#### Dataset entries
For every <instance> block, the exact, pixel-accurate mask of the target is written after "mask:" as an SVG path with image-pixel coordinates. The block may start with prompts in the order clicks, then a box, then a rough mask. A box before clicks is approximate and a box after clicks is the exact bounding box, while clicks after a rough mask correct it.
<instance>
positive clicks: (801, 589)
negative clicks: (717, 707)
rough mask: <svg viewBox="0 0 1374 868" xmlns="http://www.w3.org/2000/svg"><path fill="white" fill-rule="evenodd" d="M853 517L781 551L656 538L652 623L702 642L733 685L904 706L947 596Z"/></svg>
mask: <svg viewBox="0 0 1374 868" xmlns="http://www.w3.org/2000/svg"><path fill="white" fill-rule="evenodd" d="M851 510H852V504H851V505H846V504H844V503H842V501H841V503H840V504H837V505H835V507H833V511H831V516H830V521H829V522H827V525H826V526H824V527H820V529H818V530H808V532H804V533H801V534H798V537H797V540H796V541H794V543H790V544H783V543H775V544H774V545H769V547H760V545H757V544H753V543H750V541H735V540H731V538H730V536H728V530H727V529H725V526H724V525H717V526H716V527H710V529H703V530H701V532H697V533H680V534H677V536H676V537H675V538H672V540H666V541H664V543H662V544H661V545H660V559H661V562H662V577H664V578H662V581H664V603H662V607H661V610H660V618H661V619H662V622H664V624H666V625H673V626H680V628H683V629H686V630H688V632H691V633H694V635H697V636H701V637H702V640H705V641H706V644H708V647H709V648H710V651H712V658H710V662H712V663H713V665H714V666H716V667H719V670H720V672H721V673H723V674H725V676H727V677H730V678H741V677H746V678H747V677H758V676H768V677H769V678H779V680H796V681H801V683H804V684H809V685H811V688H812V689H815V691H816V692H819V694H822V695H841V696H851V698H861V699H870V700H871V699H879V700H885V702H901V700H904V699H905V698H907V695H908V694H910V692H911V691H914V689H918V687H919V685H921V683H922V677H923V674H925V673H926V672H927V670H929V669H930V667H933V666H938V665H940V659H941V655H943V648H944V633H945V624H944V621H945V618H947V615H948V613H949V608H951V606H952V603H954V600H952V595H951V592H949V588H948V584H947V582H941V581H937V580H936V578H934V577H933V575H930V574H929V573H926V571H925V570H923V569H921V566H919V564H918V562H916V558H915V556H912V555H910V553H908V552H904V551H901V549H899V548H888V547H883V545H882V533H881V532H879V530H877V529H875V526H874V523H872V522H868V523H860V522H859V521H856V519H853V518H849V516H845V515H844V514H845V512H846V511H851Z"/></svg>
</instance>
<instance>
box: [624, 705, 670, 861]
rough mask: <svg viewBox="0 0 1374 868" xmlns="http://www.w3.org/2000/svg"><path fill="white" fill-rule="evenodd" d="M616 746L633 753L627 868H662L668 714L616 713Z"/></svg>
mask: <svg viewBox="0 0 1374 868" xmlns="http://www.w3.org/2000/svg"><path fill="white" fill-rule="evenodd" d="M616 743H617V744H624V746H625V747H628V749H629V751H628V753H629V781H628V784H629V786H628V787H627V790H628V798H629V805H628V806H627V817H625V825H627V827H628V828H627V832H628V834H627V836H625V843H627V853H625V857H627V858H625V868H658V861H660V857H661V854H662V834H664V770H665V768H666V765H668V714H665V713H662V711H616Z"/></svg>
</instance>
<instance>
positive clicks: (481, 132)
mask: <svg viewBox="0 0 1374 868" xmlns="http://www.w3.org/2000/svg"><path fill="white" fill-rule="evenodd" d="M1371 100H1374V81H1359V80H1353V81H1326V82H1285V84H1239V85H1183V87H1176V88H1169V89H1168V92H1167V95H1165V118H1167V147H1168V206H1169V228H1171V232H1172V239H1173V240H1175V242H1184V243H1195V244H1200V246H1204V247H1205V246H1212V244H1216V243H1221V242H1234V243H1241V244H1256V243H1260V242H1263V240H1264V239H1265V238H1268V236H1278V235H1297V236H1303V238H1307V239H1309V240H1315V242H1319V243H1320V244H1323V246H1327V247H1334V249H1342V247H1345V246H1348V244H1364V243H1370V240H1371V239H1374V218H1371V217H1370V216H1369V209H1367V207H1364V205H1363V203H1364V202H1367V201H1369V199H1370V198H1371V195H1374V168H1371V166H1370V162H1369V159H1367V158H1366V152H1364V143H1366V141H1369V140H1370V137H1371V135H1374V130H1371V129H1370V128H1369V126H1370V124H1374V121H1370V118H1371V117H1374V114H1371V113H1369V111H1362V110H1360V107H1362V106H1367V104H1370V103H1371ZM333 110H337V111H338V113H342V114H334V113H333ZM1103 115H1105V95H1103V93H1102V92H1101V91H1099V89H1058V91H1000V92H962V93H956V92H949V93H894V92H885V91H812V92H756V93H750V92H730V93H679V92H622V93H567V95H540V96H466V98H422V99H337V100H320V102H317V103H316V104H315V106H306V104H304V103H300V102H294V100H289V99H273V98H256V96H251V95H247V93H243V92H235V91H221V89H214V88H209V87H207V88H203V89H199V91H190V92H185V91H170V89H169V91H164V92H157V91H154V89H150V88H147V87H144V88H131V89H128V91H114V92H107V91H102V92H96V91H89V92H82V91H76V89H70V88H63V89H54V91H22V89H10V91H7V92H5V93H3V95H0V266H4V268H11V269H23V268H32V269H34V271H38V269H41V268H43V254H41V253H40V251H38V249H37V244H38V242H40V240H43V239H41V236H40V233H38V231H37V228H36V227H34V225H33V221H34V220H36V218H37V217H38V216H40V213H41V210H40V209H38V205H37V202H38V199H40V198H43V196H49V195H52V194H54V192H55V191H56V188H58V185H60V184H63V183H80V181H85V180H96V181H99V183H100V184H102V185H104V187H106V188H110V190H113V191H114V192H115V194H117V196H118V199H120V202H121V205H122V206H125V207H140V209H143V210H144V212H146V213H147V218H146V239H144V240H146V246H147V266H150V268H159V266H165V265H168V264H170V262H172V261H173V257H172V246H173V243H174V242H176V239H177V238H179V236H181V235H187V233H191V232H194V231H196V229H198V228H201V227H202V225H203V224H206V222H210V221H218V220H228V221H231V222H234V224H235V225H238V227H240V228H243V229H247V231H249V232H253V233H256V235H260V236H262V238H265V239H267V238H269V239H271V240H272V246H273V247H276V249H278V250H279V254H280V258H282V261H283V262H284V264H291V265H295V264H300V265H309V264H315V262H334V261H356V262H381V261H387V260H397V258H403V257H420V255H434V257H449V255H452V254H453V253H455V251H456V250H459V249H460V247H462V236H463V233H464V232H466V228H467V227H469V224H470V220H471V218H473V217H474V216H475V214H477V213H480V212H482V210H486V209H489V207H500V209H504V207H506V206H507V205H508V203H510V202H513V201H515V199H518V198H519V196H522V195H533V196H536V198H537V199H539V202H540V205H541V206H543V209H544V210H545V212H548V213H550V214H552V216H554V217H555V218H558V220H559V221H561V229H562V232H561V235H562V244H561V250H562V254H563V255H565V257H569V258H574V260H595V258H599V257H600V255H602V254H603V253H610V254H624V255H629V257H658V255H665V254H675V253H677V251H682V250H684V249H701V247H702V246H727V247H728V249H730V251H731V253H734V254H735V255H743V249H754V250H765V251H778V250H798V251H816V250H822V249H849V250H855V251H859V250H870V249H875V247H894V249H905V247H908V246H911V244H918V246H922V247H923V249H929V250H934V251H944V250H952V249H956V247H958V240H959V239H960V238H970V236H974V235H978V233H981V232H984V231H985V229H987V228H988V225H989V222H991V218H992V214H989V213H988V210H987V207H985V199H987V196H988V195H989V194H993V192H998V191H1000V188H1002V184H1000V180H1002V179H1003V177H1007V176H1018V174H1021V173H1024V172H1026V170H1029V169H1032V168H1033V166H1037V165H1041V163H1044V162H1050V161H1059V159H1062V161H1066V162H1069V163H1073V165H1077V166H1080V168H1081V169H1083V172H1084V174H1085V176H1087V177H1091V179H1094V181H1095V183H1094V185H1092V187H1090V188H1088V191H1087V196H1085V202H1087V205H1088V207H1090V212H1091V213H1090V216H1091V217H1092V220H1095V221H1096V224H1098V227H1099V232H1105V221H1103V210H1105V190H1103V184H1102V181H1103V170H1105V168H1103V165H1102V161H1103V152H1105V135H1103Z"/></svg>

#### ASSIGNMENT
Only the lines from the first line of the records through the line with "negative clicks: (717, 707)" should be reproduced, exactly and with nothing added.

#### EXERCISE ANSWER
For every <instance> block, the exact, pixel-accurate mask of the target is written after "mask:" as an SVG path with image-pixel coordinates. The block may start with prompts in the order clicks, then a box, then a rough mask. A box before clicks is approximate and a box after clicks is the exact bounding box, while clicks after a rough mask correct it.
<instance>
positive clicks: (801, 589)
negative clicks: (717, 707)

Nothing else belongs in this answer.